**Your goal:** Extract all records. Keep each one exact.

**Provided data:**
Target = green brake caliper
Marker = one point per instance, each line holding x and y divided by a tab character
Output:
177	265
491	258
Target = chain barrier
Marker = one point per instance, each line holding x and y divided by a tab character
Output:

**Output of the task:**
Target = green brake caliper
Marker = one point per instance, each line holding x and y divided by a tab character
Output:
177	265
491	258
Target = chain barrier
Marker = one point per instance, each line holding x and y divided by a tab character
Output:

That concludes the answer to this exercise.